**GIVEN INSTRUCTION:** Report every row below in which the word "light" appears, reproducing each such line in full.

**DATASET ROWS:**

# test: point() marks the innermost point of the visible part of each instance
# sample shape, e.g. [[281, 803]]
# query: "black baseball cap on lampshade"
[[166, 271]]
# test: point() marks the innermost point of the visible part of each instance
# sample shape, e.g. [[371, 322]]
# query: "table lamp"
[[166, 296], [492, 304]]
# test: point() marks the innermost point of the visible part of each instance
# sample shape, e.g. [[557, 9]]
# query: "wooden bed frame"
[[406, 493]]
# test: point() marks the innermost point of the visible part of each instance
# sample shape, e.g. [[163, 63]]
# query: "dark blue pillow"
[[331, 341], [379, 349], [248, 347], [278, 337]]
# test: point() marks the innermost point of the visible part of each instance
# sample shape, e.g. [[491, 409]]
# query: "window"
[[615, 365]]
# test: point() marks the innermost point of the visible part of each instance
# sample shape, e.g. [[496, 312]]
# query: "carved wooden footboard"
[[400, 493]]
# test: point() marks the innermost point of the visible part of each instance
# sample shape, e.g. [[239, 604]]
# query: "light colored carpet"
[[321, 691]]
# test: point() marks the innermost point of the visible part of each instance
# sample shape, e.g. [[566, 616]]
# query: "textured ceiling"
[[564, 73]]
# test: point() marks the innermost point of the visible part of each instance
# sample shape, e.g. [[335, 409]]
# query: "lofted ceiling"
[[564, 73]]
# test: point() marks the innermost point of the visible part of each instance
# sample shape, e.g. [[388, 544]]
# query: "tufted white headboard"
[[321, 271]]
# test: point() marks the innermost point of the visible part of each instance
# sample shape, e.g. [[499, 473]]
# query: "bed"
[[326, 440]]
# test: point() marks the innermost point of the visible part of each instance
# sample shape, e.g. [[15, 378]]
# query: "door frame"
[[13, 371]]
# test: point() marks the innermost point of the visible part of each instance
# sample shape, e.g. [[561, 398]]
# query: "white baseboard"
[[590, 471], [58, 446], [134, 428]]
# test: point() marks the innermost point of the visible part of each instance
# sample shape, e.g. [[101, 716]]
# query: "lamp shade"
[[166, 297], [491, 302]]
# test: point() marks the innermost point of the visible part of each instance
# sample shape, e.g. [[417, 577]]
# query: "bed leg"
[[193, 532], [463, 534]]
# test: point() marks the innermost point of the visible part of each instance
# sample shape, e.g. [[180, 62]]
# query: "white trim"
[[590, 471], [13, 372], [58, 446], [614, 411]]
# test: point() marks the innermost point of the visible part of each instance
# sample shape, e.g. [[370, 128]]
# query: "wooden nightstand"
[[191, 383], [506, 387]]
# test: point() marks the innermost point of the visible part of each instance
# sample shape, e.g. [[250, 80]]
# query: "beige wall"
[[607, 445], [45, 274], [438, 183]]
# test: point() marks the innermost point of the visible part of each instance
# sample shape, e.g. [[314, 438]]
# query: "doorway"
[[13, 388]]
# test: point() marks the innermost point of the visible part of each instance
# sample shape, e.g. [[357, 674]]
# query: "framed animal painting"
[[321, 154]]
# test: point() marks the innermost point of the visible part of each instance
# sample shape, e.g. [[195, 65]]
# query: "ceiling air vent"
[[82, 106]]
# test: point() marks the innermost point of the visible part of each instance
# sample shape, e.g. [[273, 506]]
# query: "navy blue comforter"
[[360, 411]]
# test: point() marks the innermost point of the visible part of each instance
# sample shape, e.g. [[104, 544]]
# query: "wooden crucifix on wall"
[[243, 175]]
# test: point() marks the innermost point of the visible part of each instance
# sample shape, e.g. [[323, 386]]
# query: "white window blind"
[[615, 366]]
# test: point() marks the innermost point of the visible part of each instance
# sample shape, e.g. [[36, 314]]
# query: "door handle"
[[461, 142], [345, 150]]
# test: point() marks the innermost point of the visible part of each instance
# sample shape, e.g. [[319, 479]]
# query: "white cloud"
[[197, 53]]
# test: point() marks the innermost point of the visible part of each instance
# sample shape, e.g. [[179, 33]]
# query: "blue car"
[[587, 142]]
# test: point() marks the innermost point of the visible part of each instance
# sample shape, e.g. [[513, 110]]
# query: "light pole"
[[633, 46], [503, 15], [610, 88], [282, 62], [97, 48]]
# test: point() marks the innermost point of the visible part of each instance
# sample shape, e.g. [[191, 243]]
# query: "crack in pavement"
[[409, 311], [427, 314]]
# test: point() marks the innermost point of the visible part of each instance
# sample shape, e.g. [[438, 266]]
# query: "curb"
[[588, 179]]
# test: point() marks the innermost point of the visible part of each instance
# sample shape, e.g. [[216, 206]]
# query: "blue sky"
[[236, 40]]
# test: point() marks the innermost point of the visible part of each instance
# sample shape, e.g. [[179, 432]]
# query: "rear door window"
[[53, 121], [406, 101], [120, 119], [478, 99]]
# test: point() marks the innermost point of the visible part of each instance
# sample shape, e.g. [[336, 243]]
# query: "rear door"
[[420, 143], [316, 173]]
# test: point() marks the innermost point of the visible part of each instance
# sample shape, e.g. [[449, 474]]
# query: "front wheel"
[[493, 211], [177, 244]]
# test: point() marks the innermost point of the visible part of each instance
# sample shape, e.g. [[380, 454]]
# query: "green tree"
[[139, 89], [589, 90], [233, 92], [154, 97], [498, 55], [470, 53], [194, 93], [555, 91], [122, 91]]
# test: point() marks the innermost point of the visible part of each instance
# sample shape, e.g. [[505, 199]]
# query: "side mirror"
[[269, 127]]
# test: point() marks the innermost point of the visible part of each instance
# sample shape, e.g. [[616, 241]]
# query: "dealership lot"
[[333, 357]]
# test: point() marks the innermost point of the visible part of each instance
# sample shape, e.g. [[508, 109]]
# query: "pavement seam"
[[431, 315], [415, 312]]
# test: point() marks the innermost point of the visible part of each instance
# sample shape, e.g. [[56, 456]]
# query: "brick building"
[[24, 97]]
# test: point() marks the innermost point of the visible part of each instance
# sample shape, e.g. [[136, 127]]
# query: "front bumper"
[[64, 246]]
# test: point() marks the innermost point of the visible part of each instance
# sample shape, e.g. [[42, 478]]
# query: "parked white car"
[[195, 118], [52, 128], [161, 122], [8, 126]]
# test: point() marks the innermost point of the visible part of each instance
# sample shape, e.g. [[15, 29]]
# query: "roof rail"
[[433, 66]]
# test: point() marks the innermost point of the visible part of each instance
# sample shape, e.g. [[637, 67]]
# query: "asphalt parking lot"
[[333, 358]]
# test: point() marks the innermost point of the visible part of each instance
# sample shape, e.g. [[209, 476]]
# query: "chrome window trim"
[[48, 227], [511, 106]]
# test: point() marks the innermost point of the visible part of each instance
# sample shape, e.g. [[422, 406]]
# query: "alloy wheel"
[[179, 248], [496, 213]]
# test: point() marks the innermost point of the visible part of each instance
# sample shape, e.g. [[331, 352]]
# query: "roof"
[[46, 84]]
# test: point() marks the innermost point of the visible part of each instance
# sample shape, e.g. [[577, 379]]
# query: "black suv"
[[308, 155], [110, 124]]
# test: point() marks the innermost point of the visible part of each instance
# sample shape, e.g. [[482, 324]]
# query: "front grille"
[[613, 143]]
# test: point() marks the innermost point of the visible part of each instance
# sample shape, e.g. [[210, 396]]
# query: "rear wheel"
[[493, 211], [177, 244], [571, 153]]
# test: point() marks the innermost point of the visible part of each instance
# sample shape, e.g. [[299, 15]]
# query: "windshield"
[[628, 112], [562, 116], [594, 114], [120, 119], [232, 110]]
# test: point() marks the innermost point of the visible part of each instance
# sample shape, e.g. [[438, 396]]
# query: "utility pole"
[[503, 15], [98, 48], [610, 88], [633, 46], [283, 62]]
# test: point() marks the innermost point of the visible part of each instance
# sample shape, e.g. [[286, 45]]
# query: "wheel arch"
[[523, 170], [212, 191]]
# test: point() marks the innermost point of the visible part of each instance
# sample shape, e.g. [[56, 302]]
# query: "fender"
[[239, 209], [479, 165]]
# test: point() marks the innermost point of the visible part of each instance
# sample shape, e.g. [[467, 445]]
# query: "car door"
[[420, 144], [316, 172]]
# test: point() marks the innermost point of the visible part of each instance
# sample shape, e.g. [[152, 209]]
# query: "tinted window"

**RESULT OF THE EXERCISE:**
# query: "light colored carpet"
# query: "light pole"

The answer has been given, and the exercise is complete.